原文 -
------------

この記事は騒音対策検討が必要になったエンジニア向けに、騒音の基礎から法規制、計算方法について解説しています。

  • 部屋の許容騒音値を提示され、対策を提案するよう言われたがどう進めていけば良いかわからない。
  • 書籍やwebで検索してみたが、そもそも計算方法が難しすぎる。
  • logが大量に出てきて意味不明。グラフからの読み取り方がわからない。

この記事を読むことで次のことがわかります。

  • 騒音の基礎から検討方法まで、およその全体像を掴むことができる。
  • 簡易計算であれば自分で行うことができる。
  • 複雑な計算の場合には専門の外注先に検討依頼を出すことができる。

内容は実務の知識をベースに、難しい計算式やグラフは極力使用せず、結局実務を進めるにはどうしたら良いの?という点にフォーカスして解説していきます。

目次

騒音の基礎

音の単位

音の単位といえばdB(デシベル)ですが、デシベルにも3種類あります。

  • 音圧レベル
  • 音の強さのレベル
  • パワーレベル

同じような名前で単位も[dB]で同じ。結局何が違うの?

------------

データ一覧 -

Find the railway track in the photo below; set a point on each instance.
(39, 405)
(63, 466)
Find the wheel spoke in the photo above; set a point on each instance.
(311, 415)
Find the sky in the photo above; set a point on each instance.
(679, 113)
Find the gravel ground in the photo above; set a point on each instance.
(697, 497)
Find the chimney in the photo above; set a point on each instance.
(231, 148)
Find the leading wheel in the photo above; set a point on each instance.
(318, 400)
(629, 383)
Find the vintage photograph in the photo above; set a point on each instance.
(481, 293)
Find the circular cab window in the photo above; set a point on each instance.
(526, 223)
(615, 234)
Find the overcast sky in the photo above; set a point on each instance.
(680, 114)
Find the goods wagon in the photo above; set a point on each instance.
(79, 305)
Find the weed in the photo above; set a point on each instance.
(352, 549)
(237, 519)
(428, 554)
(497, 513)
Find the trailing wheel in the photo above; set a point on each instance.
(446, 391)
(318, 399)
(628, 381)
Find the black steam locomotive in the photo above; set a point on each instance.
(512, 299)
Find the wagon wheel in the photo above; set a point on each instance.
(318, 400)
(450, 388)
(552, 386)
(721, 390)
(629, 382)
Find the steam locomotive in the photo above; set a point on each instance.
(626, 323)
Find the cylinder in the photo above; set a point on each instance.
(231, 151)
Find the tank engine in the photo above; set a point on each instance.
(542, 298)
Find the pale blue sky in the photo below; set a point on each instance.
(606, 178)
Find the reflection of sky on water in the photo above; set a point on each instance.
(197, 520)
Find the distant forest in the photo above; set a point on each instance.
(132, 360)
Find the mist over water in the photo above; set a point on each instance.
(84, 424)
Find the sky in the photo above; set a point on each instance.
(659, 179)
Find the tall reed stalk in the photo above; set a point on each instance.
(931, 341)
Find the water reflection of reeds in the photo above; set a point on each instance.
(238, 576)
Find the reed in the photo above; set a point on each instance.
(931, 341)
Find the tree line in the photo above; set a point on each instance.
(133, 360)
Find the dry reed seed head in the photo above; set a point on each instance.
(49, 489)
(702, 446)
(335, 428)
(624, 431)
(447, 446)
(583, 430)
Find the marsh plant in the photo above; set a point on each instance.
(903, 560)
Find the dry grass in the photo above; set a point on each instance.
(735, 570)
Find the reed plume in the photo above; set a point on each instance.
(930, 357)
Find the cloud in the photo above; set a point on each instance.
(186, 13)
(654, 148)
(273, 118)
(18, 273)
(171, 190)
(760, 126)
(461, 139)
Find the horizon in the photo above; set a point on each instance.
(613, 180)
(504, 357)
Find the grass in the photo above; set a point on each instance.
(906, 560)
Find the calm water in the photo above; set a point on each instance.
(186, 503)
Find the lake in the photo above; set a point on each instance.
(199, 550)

------------

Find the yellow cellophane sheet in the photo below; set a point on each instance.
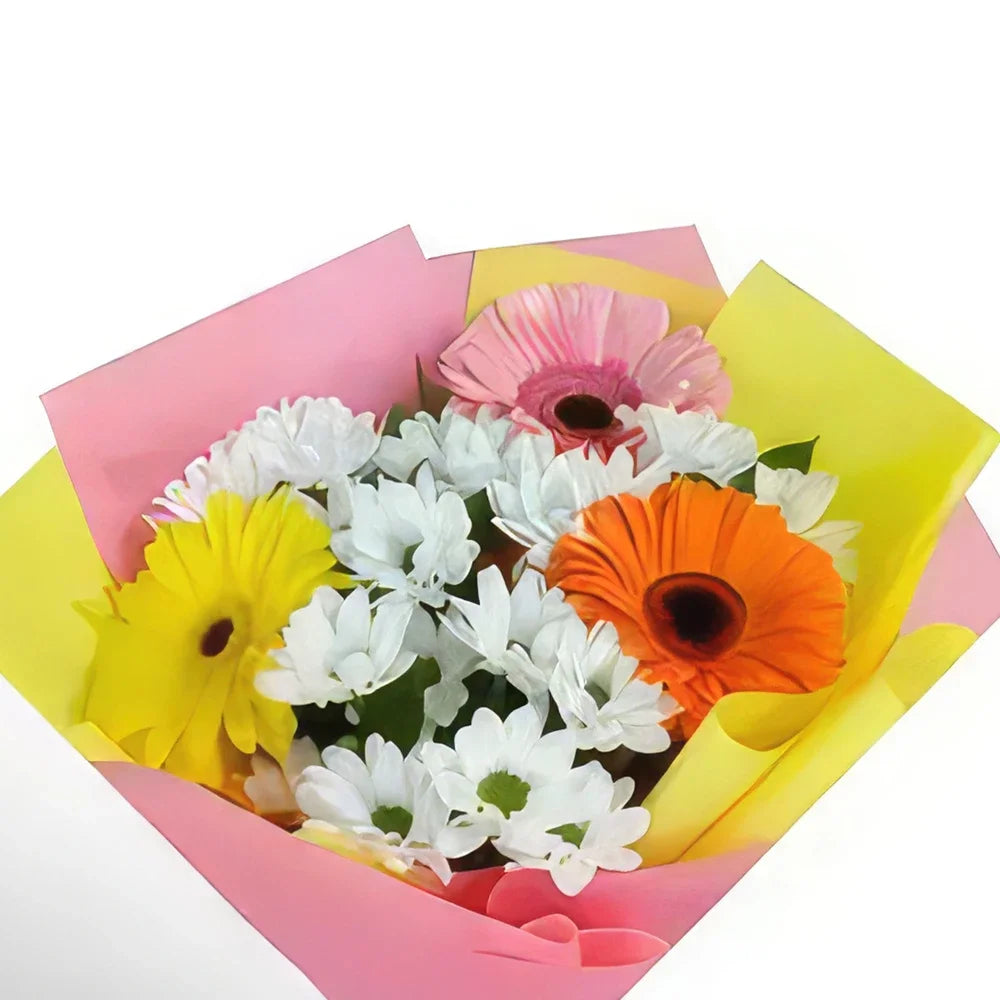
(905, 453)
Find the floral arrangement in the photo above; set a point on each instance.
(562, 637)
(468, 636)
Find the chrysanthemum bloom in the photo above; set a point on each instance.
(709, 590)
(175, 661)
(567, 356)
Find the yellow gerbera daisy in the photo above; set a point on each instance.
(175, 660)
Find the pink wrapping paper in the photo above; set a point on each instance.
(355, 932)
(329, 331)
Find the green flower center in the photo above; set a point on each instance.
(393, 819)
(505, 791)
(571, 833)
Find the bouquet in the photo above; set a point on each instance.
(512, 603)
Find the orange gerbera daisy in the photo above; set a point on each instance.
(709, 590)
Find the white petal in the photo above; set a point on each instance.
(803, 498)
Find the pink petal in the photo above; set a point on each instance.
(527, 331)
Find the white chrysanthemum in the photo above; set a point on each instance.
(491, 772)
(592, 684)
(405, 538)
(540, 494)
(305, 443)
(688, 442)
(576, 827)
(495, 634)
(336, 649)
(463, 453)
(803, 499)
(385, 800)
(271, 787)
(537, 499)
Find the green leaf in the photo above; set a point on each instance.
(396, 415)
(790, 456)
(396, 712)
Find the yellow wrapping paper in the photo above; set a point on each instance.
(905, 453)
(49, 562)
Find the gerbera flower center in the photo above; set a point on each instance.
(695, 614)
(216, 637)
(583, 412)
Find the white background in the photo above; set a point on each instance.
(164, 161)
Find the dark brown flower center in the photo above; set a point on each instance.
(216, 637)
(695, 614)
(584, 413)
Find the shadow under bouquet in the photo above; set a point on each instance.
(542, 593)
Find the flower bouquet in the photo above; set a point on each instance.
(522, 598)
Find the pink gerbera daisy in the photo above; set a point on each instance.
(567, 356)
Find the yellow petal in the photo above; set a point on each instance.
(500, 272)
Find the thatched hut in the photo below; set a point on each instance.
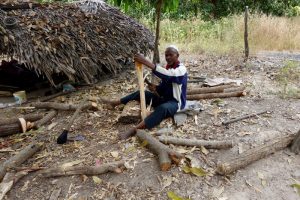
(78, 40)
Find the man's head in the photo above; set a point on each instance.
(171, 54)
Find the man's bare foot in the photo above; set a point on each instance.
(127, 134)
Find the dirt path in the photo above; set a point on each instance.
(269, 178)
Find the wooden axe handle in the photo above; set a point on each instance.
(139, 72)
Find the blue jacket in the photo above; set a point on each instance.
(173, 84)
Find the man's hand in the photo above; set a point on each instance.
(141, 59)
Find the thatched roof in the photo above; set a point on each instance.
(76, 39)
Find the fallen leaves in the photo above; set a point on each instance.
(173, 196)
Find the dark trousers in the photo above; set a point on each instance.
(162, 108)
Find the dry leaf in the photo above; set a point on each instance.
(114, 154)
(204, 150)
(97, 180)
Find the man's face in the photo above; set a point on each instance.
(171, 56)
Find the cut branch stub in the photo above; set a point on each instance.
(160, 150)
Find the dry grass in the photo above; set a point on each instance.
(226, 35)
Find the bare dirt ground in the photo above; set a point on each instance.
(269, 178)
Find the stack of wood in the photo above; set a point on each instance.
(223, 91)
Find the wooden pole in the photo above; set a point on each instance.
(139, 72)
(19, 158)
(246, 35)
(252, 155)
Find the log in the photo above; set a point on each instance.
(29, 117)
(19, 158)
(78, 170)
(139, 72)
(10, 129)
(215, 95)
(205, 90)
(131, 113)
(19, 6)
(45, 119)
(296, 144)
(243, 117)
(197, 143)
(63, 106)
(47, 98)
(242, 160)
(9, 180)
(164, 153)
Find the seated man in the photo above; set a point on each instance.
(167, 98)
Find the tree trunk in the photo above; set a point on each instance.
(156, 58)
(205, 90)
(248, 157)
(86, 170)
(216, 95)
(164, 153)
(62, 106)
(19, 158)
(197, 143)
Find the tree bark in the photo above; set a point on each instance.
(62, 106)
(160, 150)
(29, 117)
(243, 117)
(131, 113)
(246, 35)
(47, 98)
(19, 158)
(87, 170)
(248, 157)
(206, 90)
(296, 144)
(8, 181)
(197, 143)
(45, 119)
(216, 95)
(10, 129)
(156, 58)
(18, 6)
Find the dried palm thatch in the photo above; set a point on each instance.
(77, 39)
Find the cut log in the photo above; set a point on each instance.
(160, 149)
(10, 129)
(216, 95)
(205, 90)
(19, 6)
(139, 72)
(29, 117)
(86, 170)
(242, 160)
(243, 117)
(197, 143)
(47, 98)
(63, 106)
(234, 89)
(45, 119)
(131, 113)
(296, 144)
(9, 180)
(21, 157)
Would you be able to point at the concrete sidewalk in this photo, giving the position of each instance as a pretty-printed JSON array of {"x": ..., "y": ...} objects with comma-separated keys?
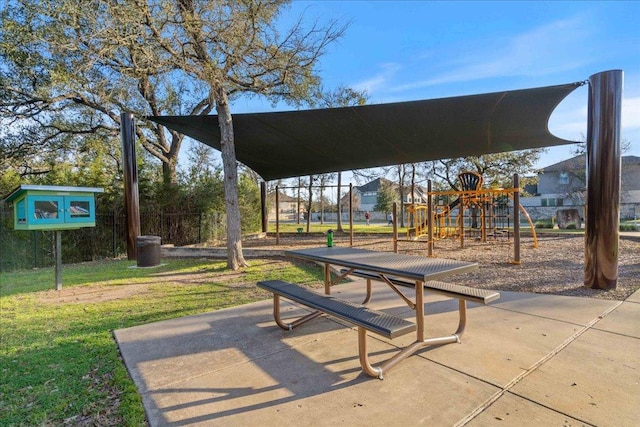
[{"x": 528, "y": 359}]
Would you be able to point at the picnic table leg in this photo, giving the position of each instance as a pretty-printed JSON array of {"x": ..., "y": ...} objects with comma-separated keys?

------------

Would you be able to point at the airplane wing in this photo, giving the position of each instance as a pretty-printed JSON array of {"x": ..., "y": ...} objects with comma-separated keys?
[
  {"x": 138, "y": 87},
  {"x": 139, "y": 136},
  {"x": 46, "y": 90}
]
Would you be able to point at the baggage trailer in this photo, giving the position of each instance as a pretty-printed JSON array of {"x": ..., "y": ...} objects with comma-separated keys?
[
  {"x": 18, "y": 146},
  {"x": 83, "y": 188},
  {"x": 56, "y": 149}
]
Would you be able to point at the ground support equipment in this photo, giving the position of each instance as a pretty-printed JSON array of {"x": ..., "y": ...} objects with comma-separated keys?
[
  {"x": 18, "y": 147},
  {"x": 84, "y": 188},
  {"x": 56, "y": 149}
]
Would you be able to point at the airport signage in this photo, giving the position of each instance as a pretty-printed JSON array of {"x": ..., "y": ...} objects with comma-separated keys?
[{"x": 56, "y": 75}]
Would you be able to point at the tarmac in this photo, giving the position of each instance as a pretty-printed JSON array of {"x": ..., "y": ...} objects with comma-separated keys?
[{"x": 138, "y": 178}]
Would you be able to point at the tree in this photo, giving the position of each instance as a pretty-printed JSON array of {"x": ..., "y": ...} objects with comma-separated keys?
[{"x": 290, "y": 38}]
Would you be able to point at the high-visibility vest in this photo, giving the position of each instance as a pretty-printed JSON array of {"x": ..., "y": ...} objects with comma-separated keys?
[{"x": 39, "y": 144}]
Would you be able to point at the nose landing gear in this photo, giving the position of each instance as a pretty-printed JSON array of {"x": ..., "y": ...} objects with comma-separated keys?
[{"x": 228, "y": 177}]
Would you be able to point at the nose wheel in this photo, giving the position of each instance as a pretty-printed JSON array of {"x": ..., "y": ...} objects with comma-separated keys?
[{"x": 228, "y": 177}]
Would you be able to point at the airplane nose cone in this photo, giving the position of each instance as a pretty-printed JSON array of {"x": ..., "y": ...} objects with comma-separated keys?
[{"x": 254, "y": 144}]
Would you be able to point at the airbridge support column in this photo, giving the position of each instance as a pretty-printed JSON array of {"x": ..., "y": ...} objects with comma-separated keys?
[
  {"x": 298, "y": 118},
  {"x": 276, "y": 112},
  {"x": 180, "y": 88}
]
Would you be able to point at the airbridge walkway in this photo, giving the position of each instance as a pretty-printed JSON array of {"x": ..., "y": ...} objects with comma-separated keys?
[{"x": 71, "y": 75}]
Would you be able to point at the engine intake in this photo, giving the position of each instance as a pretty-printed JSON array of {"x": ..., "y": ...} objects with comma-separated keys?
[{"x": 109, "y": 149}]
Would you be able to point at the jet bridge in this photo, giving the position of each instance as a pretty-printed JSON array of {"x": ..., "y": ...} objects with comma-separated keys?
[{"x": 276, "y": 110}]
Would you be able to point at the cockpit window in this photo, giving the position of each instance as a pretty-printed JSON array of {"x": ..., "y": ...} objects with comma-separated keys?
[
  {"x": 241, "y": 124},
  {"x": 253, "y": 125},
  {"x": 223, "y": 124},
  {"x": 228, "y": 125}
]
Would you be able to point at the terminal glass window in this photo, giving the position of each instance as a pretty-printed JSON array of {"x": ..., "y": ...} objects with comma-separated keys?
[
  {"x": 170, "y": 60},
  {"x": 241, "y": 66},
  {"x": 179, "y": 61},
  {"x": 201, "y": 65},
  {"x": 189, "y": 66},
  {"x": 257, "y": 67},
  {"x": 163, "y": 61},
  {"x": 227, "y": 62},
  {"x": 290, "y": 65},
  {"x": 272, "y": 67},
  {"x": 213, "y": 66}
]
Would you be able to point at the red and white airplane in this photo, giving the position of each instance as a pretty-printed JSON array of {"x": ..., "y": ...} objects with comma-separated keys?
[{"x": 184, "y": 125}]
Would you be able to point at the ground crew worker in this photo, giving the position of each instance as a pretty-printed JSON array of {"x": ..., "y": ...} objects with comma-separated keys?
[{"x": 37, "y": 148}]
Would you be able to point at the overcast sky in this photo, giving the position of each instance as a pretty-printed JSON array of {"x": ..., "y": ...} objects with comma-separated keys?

------------

理解度チェック -
A) 騒音対策の解説文では、デシベルには何種類あると述べられていますか。
B) 騒音対策の解説文を、最後の文の後から書き継いでください。

各問の解答 -
A) 3種類あり、音圧レベル、音の強さのレベル、パワーレベルです。

B)
わかりやすく違いをまとめると次の通りです

レベル何を表す?単位
音圧レベル(SPL)空気の圧力変化の大きさ
耳で感じる音の大きさ
dB
SPL
会話60dB
コンサート110dB
音の強さのレベル(SIL)単位面積あたりの音のエネルギーdB
SIL
音圧レベルと似た値をとるが方向性がある
パワーレベル(SWL)音源が放出する総エネルギー量dB
SWL
スピーカー80dB
ジェット機140dB

一言でわかりやすく言うなら次の通りです。

  • 音圧レベルとは・・・どれぐらい音が強いか
  • 音の強さのレベルとは・・・どれくらい音が強いか、どの方向に音が進んでいるか
  • パワーレベルとは・・・音源そのもののエネルギーの大きさ

音圧レベルと音の強さのレベルは距離が遠くなるほど低下しますが、パワーレベルは音源そのもののエネルギーなので変わりません。

dB(デシベル)以外にはphone(フォン)という単位もあります。

こちらは音圧レベルに人間の聴覚の性質を組み込んだ生理的・心理的尺度を表します。音圧レベルとの対応グラフがあるため、そちらから読み取ります。

騒音の表し方

騒音は単に音の大きさだけでなく、周波数や環境の影響を考慮した様々な方法で表されます。

以下に代表的な指標を説明します。

騒音レベル(A特性音圧レベル)

先ほど解説した音圧レベルを人間の耳の感度に合わせて補正して測定した値です。

◆なぜ補正するのか?

  • 人間の耳は、低音(100Hz以下)や超高音(10kHz以上)にはあまり敏感ではない
  • そのため、A特性フィルターを用いて、人の感覚に近い形に周波数を補正

◆どんな時に使う?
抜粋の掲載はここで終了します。